Texto fornecido.
Não foi apenas Washington que ficou republicano. Todo o país está a ficar republicano. E as pessoas apoiam estas ideias que são perniciosas; temos de fazer coisas, temos de nos ocupar com isto  - Paul Auster
Não foi o único. Consegue arriscar alguma explicação?
Conheço todas as explicações dadas, mas nenhuma me parece captar a essência do que se passou. Um homem que é tão repugnante, tão fora da norma do comportamento decente, tão estúpido e vulgar e negligente, tão narcisista que quebra todas as regras da vida pública americana... Todos os Presidentes, mesmo os piores, venceram eleições baseados numa ideia de esperança para o futuro. Este homem está a governar de acordo com o Armagedão. Tudo é negro, violado. A filosofia de direita da antigovernação não faz sentido. A democracia são as pessoas e o governo. Como se pode ser contra as pessoas? Parece tão racional, mas estamos a viver num país irracional. Por que é que se há-de querer tirar a assistência médica? É como dizer que estamos a querer matar pessoas. É a mesma coisa, porque vão morrer por causa disto. Às vezes chamo jihadista ao Partido Republicano. Estão empenhados em destruir. Querem fazer dinheiro e lixar toda a gente. Não queria estar tão cínico, mas estou. Estas pessoas não se preocupam com nada além da satisfação própria. Mas se olhar para a história americana pode ver que tivemos estes conflitos desde o início. Sempre me pareceu um país dividido. Por um lado, pessoas que acreditam que vivemos juntos numa sociedade e somos responsáveis uns pelos outros, e por outro pessoas que acreditam que cada indivíduo não tem de ouvir ninguém sobre nada. A América é isso: a minha liberdade e não tenho de me importar com mais ninguém.

Entradas fornecidas.
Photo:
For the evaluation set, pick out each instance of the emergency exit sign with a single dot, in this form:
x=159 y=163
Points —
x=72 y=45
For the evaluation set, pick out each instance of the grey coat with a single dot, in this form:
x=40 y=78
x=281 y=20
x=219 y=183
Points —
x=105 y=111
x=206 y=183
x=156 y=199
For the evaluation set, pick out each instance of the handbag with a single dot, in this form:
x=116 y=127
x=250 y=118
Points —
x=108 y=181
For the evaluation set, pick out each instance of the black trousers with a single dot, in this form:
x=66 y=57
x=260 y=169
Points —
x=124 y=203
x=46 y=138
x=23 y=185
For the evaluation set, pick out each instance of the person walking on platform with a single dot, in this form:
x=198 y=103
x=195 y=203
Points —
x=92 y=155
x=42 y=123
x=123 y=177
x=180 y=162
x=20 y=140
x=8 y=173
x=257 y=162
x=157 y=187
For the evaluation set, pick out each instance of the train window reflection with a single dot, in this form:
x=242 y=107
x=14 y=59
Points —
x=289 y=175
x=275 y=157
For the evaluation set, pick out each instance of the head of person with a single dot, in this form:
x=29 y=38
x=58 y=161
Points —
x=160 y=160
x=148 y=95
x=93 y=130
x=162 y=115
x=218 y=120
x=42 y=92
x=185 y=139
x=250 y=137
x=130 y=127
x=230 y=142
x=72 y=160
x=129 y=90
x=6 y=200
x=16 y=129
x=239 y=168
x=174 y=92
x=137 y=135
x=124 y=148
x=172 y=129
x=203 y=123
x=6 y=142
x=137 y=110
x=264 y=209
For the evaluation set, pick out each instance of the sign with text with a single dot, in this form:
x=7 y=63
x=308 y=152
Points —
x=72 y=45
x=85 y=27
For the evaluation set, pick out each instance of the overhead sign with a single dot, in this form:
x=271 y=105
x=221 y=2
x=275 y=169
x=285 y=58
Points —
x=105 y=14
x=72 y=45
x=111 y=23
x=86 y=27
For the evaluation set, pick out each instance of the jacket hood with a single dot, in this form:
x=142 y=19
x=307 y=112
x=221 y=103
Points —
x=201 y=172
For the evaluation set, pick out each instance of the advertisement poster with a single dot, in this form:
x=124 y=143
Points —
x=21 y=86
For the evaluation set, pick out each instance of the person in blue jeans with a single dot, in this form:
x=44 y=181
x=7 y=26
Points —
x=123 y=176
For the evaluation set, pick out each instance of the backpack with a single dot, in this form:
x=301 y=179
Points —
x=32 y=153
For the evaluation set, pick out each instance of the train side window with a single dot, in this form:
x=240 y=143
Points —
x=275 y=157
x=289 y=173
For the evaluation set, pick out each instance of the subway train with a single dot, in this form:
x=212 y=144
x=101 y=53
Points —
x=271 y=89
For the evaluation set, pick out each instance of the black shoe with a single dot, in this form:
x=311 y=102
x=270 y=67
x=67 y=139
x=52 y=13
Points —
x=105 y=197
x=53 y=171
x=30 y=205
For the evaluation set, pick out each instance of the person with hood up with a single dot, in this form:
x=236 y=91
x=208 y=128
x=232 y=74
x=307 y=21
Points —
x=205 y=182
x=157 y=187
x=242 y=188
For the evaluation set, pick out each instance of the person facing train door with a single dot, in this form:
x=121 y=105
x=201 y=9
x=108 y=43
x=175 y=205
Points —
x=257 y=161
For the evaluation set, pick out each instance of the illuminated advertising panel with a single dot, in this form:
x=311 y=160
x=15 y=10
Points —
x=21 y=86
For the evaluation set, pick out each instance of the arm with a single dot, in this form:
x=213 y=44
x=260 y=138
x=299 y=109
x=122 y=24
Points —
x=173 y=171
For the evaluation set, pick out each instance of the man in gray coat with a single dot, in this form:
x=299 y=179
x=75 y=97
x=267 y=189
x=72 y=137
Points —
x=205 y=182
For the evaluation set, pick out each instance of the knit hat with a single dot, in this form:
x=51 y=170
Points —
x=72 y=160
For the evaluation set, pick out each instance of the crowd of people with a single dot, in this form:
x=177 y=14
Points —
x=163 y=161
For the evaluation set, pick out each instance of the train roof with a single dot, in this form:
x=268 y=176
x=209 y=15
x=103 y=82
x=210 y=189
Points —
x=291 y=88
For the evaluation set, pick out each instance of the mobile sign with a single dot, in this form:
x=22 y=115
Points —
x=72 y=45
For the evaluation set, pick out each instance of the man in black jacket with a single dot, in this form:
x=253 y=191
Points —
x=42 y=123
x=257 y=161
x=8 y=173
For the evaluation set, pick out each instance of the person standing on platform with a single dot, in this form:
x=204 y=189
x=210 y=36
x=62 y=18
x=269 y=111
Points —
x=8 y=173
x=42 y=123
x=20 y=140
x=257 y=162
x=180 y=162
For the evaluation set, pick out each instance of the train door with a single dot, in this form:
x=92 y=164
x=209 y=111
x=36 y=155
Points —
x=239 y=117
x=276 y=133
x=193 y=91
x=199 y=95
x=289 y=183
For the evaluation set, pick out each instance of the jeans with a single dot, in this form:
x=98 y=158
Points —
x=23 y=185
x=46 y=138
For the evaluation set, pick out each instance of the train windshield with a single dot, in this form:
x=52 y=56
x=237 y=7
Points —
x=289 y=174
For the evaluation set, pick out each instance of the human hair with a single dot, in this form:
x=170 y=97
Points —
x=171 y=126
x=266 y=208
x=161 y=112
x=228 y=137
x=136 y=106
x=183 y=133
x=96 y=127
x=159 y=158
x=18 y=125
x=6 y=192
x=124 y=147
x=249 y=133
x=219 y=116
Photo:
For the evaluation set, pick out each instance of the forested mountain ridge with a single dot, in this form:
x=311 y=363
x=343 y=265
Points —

O que fazer.
a – Indique os adjetivos de uma só palavra que caracterizam o homem na frase do texto fornecido iniciada por "Um homem que é tão repugnante".
b – Transcreva do texto fornecido o trecho que vai de "Não foi apenas" até "arriscar alguma explicação?".

Lista de soluções.
a – repugnante, estúpido, vulgar, negligente, narcisista

b –
Não foi apenas Washington que ficou republicano. Todo o país está a ficar republicano. E as pessoas apoiam estas ideias que são perniciosas; temos de fazer coisas, temos de nos ocupar com isto  - Paul Auster
Não foi o único. Consegue arriscar alguma explicação?